### Raw records
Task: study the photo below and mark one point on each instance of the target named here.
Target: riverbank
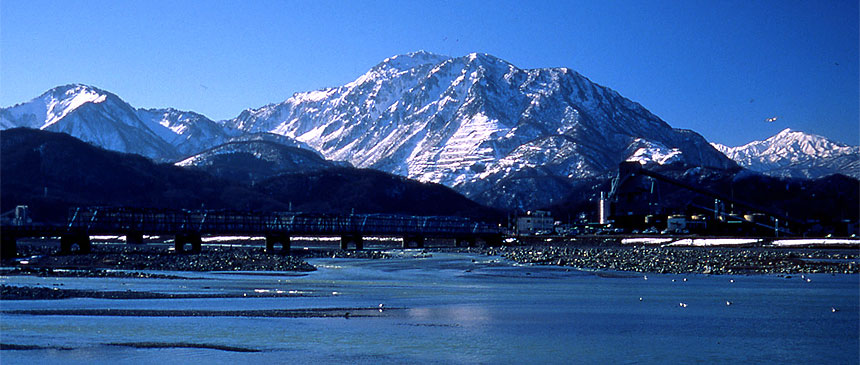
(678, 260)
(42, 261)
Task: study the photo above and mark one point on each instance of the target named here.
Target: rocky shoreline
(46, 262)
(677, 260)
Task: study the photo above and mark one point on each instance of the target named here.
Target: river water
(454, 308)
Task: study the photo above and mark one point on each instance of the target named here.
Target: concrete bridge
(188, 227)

...

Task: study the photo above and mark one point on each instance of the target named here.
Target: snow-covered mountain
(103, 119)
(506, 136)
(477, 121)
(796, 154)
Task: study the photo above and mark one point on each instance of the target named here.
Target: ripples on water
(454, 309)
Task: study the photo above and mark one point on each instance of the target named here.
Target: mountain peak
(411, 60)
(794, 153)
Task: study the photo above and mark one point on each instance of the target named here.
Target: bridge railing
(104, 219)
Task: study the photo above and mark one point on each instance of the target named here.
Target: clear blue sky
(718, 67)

--

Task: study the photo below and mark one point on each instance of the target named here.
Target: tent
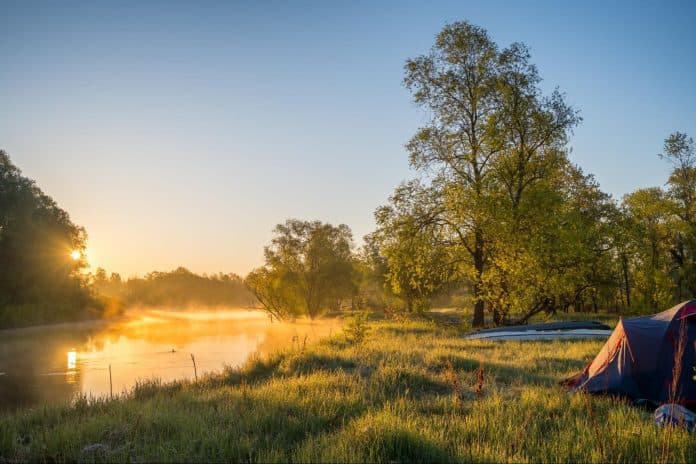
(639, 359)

### Brief
Extract every line from the items above that contains the word "water", and copy each such line in full.

### Output
Target: river water
Target: ripples on water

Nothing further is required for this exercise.